- INFORMATION GIVEN:
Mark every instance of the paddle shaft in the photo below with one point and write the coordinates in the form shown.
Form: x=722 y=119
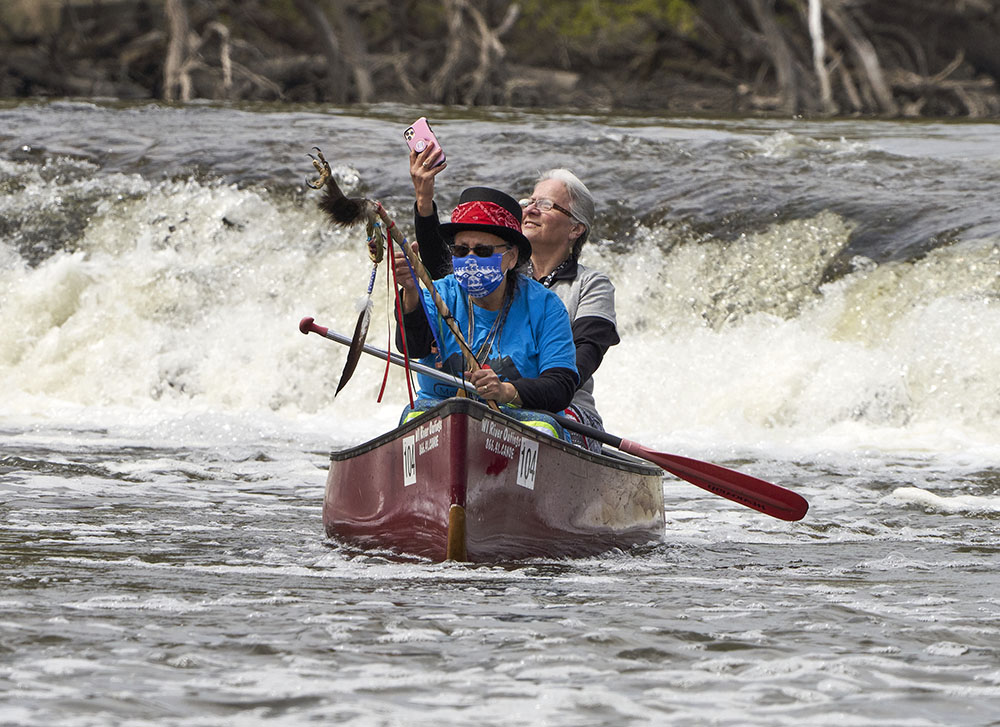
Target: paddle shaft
* * *
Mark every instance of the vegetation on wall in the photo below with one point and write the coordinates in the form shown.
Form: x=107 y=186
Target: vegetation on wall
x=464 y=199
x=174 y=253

- OBJECTIVE:
Copy the rows word for word, starting at the line that has "Mark every instance of the paddle" and ending after the line that has "Target: paddle shaft". Leave the pictures out of your answer.

- CORRECT OUTPUT:
Mark every instance of the paddle shaft in the photo below with one point and write the coordinates in the form shown.
Form: x=722 y=119
Target: paddle shaft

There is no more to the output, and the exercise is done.